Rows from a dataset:
Begin

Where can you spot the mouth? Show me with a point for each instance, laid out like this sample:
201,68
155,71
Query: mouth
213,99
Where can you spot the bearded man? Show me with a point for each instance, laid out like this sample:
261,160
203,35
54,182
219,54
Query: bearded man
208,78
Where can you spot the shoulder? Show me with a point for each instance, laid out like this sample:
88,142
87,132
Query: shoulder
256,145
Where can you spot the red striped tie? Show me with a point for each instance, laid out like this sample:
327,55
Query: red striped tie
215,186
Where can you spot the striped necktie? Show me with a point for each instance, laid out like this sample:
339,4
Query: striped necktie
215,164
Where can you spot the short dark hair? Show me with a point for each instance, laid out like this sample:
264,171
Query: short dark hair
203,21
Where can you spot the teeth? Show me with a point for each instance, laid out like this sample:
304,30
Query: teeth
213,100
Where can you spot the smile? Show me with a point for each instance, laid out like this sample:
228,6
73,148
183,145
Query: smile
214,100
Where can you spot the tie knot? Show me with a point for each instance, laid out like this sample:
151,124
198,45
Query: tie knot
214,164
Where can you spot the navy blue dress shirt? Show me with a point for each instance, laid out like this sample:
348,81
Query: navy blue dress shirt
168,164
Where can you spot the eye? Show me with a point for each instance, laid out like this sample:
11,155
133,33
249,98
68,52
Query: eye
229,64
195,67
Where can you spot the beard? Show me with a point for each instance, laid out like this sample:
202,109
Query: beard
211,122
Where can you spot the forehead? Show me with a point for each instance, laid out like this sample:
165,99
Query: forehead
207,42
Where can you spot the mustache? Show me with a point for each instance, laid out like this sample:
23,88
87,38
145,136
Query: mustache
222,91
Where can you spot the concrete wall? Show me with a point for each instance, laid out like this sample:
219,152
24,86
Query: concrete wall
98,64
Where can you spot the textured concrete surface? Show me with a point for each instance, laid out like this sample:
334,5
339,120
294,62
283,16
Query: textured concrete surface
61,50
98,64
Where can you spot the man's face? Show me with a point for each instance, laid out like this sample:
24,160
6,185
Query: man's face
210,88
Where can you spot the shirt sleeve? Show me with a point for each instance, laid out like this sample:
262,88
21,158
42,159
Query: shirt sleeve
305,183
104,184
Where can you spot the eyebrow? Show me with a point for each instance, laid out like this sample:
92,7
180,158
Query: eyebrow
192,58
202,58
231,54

End

_TASK DIRECTIONS:_
Lay out every line above as a JSON list of strings, one string per line, with blank lines left out.

_FULL RESPONSE:_
[
  "Where can you spot the mouth? Show me with a point for each instance, laid out like this sample:",
  "201,68",
  "155,71",
  "Query: mouth",
  "213,99",
  "Where can you spot the bearded man? Show me with a point for each instance, laid out like this sample:",
  "261,160",
  "203,35",
  "54,182",
  "219,54",
  "Query: bearded man",
  "208,78",
  "Where can you spot the shoulder? Show me with a point for each instance, laid out like this sample:",
  "88,142",
  "87,132",
  "Query: shoulder",
  "256,145",
  "Where can you spot the red striped tie? Show me with a point for each instance, laid out like this sample:",
  "327,55",
  "Query: red striped tie",
  "215,186",
  "Where can you spot the striped necktie? Show me with a point for each instance, laid out like this sample:",
  "339,4",
  "Query: striped necktie",
  "215,164",
  "Where can you spot the short dark hair? Show me with a point for each instance, laid out like this sample:",
  "264,171",
  "Query: short dark hair",
  "203,21",
  "Where can you spot the teeth? Show me with a point for each instance, laid out like this sample:",
  "304,30",
  "Query: teeth",
  "213,100",
  "Where can you spot the smile? Show me with a point for each instance, laid out like this sample:",
  "228,6",
  "73,148",
  "183,145",
  "Query: smile",
  "214,100",
  "Where can you spot the tie knot? Show me with a point for each instance, laid out like this sample:",
  "151,124",
  "198,45",
  "Query: tie knot",
  "214,164",
  "Where can you spot the navy blue dress shirt? Show me with a point for each instance, laid out like this sample:",
  "348,81",
  "Query: navy blue dress shirt",
  "168,164",
  "Where can you spot the eye? Show me with a point for each instance, laid out like this sample:",
  "11,155",
  "133,33",
  "249,98",
  "68,52",
  "Query: eye",
  "229,64",
  "195,67",
  "Where can you spot the beard? Show me with a point for each instance, laid out like this sample:",
  "202,109",
  "Query: beard",
  "211,122",
  "Where can you spot the forehead? Show me with a point for each instance, laid out like this sample:",
  "165,99",
  "Query: forehead",
  "207,42",
  "Where can you spot the mustache? Show me with a point for each instance, laid out like this sample:",
  "23,88",
  "87,38",
  "145,136",
  "Query: mustache",
  "222,91",
  "Where can you spot the concrete wall? Show me with a point for each instance, laid out like this sample:",
  "219,152",
  "24,86",
  "Query: concrete wall",
  "98,64",
  "Where can you spot the textured concrete surface? Show me with a point for each instance, laid out like this sample:",
  "334,5",
  "339,120",
  "294,62",
  "283,16",
  "Query: textured concrete surface",
  "61,50",
  "98,64",
  "Where can you spot the man's face? Show me with a point for each instance, laid out like this sample:",
  "24,160",
  "6,185",
  "Query: man's face",
  "210,88",
  "Where can you spot the shirt sleeve? Show me with a point for each instance, laid out like this sample:",
  "262,88",
  "21,158",
  "42,159",
  "Query: shirt sleeve",
  "305,183",
  "104,184",
  "Where can you spot the eyebrow? Show me with a point for each instance, laid out like this sample:",
  "92,7",
  "180,158",
  "Query: eyebrow",
  "192,58",
  "202,58",
  "231,54"
]